### Working data:
------------------------------

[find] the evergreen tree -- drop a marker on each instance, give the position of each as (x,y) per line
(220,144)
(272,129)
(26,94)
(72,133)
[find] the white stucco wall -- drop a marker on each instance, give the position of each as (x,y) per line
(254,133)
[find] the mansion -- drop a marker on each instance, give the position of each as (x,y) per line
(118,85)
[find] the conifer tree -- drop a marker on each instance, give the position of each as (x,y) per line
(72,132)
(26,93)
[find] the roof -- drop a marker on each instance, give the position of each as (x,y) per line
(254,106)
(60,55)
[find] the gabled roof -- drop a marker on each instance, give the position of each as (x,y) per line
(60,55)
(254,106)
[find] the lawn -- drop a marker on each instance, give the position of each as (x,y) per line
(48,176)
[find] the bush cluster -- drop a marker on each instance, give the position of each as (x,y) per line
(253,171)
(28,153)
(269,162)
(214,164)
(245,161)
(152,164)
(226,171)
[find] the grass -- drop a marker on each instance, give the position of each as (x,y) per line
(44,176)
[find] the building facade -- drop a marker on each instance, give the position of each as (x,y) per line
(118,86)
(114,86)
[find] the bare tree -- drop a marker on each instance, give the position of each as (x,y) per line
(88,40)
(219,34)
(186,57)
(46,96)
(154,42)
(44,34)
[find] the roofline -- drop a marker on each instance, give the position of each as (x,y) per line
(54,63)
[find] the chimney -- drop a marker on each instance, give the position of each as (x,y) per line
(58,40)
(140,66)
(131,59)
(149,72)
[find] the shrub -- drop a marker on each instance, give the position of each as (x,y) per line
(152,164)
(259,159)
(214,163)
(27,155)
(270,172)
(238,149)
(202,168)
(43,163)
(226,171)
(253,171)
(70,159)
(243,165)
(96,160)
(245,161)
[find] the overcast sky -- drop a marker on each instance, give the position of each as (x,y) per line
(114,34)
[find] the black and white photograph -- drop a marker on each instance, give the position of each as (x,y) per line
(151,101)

------------------------------

The material above is to be transcribed in full, exactly as it stands.

### Solution:
[find] the evergreen tree -- drop a marker on each instance, give the position of each as (x,y) per line
(220,144)
(272,129)
(26,94)
(72,133)
[find] the white stucco wall -- drop a marker on each instance, give the position of each as (x,y) per line
(254,133)
[find] the mansion -- drop a marker on each instance, give the position of each as (x,y) per line
(118,85)
[find] the conifer tree -- drop a marker on each instance, give the position of each as (x,y) per line
(72,132)
(26,93)
[find] the roof -- drop a marker on each instance, give the position of each as (x,y) per line
(254,106)
(60,55)
[find] the gabled roof -- drop a marker on each instance, give the position of each as (x,y) per line
(60,55)
(254,106)
[find] the lawn -- drop a marker on each instance, give the position of each as (x,y) per line
(48,176)
[find] the bush cluster -- drop a marker on each instance, give the position of each as (x,y) per line
(253,171)
(28,153)
(269,162)
(214,164)
(245,161)
(152,164)
(226,171)
[find] the grass -- drop a marker on each instance, give the position of each as (x,y) per line
(44,176)
[find] the building facade -- drop a marker on each instance, give the position of each as (x,y) per line
(118,86)
(114,86)
[find] the bare tree -- drop a marker on each instance, give the position of each as (x,y) per line
(88,40)
(219,34)
(186,57)
(46,96)
(154,42)
(44,34)
[find] the roofline -- drop a marker on each instance, give the position of each as (x,y) per line
(54,63)
[find] the chimney -- drop a marker on each instance, give the position of each as (x,y) per line
(58,40)
(140,66)
(131,59)
(149,72)
[find] the shrub -- drop a marker on each instance, give the position of each as (x,y) per line
(152,164)
(259,159)
(214,163)
(27,155)
(270,172)
(238,149)
(202,168)
(43,163)
(226,171)
(253,171)
(70,159)
(243,165)
(96,160)
(245,161)
[find] the overcast sky -- drop a marker on each instance, give the position of each as (x,y) per line
(114,34)
[find] the black and white photograph -- drop a marker on each instance, give the position of each as (x,y) per line
(151,101)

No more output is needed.